DATA FOR THIS TASK ::

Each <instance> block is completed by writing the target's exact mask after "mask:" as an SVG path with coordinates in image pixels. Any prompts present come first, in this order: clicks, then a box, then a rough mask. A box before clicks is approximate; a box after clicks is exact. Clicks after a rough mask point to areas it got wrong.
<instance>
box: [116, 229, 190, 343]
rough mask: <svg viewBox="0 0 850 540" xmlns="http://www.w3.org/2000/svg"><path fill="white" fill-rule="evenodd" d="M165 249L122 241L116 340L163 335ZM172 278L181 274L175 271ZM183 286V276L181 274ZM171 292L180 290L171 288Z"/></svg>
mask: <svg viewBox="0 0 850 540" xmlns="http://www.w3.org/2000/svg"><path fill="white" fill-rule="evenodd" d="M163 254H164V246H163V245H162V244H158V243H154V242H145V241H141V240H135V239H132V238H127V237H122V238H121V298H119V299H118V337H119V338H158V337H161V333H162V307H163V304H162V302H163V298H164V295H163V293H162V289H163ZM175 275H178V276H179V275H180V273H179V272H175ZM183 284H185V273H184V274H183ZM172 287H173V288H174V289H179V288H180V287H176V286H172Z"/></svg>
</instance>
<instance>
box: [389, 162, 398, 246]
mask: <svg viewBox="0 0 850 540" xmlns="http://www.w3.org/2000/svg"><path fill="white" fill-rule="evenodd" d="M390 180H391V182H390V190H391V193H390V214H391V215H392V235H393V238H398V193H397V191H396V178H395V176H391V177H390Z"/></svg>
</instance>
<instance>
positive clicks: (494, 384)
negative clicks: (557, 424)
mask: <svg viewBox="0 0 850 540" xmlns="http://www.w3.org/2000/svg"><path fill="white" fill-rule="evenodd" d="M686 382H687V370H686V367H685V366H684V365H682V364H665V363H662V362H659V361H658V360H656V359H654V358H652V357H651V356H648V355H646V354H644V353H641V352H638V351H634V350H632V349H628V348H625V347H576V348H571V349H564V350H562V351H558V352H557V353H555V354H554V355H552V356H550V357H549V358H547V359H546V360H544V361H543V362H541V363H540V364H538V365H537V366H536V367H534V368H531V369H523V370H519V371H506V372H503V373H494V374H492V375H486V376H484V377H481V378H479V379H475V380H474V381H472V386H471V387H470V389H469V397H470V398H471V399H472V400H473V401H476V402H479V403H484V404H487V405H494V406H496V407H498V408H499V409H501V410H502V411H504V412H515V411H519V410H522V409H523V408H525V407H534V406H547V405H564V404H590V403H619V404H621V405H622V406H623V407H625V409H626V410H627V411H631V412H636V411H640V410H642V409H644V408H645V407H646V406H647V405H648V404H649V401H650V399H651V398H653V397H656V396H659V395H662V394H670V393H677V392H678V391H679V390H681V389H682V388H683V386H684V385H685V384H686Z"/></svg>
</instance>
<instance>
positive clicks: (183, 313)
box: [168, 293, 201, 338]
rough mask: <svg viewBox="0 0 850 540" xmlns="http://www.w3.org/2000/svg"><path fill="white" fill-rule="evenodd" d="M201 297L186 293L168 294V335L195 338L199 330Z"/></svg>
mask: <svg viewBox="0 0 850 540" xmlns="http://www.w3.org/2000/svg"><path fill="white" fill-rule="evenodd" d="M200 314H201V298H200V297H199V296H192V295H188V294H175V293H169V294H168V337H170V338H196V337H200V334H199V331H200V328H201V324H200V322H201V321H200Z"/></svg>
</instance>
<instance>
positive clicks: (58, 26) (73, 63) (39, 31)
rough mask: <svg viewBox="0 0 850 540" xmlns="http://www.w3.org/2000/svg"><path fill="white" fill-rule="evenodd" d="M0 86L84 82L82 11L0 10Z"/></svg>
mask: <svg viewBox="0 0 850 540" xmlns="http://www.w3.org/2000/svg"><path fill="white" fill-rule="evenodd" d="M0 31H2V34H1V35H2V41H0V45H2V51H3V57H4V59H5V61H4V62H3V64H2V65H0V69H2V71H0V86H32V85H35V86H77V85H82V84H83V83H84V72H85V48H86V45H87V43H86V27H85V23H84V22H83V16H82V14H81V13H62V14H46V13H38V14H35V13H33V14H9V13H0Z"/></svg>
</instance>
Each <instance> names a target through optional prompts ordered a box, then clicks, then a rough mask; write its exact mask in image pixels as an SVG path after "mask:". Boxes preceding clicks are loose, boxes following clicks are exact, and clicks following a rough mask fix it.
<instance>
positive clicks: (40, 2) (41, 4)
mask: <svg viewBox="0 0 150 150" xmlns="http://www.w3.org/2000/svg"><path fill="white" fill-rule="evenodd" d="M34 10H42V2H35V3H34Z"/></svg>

PROBLEM REQUIREMENTS ::
Can you reproduce all of the data above, line for line and unchanged?

TASK RESPONSE ::
Each <instance> block is completed by writing the target's exact mask after "mask:" as an SVG path with coordinates in image pixels. Any prompts present come first, in this order: clicks, then a box, then a rough mask. A box before clicks is approximate; a box after clicks is exact. Clicks after a rough mask point to areas it got wrong.
<instance>
box: [116, 229, 190, 343]
rough mask: <svg viewBox="0 0 850 540" xmlns="http://www.w3.org/2000/svg"><path fill="white" fill-rule="evenodd" d="M165 249L122 241L116 340L163 335ZM172 278L181 274L175 271ZM183 286V276L181 274ZM171 292L180 290L171 288Z"/></svg>
mask: <svg viewBox="0 0 850 540" xmlns="http://www.w3.org/2000/svg"><path fill="white" fill-rule="evenodd" d="M163 254H164V246H163V245H162V244H158V243H154V242H145V241H141V240H135V239H132V238H127V237H122V238H121V298H119V299H118V337H119V338H158V337H161V333H162V307H163V304H162V302H163V298H164V295H163V293H162V289H163ZM175 275H178V276H179V275H180V273H179V272H175ZM183 284H185V273H184V274H183ZM172 287H173V288H174V289H179V288H180V287H176V286H172Z"/></svg>
</instance>
<instance>
box: [389, 162, 398, 246]
mask: <svg viewBox="0 0 850 540" xmlns="http://www.w3.org/2000/svg"><path fill="white" fill-rule="evenodd" d="M390 180H391V182H390V190H391V193H390V214H391V215H392V235H393V238H398V193H397V191H396V178H395V176H391V177H390Z"/></svg>
</instance>
<instance>
positive clicks: (494, 384)
negative clicks: (557, 424)
mask: <svg viewBox="0 0 850 540" xmlns="http://www.w3.org/2000/svg"><path fill="white" fill-rule="evenodd" d="M686 382H687V370H686V367H685V366H684V365H682V364H665V363H662V362H659V361H658V360H656V359H654V358H652V357H651V356H648V355H646V354H644V353H641V352H638V351H634V350H632V349H628V348H625V347H576V348H571V349H564V350H562V351H558V352H557V353H555V354H554V355H552V356H550V357H549V358H547V359H546V360H544V361H543V362H541V363H540V364H538V365H537V366H536V367H534V368H531V369H523V370H519V371H506V372H503V373H494V374H492V375H486V376H484V377H481V378H479V379H475V380H474V381H472V386H471V387H470V389H469V397H470V398H471V399H472V400H473V401H476V402H479V403H484V404H487V405H494V406H496V407H498V408H499V409H501V410H502V411H504V412H515V411H519V410H522V409H523V408H525V407H534V406H547V405H564V404H590V403H619V404H621V405H622V406H623V407H625V409H626V410H627V411H631V412H636V411H640V410H642V409H644V408H645V407H646V406H647V405H648V404H649V401H650V399H651V398H653V397H656V396H659V395H662V394H670V393H677V392H678V391H679V390H681V389H682V388H683V386H684V385H685V384H686Z"/></svg>
</instance>
<instance>
positive clicks: (183, 313)
box: [168, 293, 201, 338]
rough mask: <svg viewBox="0 0 850 540" xmlns="http://www.w3.org/2000/svg"><path fill="white" fill-rule="evenodd" d="M201 297L186 293L168 294V335L195 338L199 330Z"/></svg>
mask: <svg viewBox="0 0 850 540" xmlns="http://www.w3.org/2000/svg"><path fill="white" fill-rule="evenodd" d="M200 314H201V298H200V297H199V296H192V295H188V294H175V293H169V294H168V337H170V338H196V337H200V334H199V331H200V328H201V324H200V322H201V321H200Z"/></svg>
</instance>
<instance>
positive clicks: (58, 26) (73, 63) (39, 31)
rough mask: <svg viewBox="0 0 850 540" xmlns="http://www.w3.org/2000/svg"><path fill="white" fill-rule="evenodd" d="M0 86L84 82L82 11L0 10Z"/></svg>
mask: <svg viewBox="0 0 850 540" xmlns="http://www.w3.org/2000/svg"><path fill="white" fill-rule="evenodd" d="M0 31H2V34H1V35H2V41H0V45H2V51H3V57H4V59H5V61H4V62H3V64H2V65H0V69H2V71H0V86H32V85H35V86H77V85H82V84H83V83H84V72H85V48H86V45H87V43H86V27H85V23H84V22H83V16H82V14H81V13H62V14H46V13H38V14H35V13H33V14H9V13H0Z"/></svg>
</instance>
Each <instance> names a target through optional prompts ordered a box, then clicks, then a rough mask; write its exact mask in image pixels as an SVG path after "mask:". Boxes preceding clicks are loose, boxes following clicks are exact, and clicks following a rough mask fix it.
<instance>
positive clicks: (40, 2) (41, 4)
mask: <svg viewBox="0 0 150 150" xmlns="http://www.w3.org/2000/svg"><path fill="white" fill-rule="evenodd" d="M34 10H42V2H35V3H34Z"/></svg>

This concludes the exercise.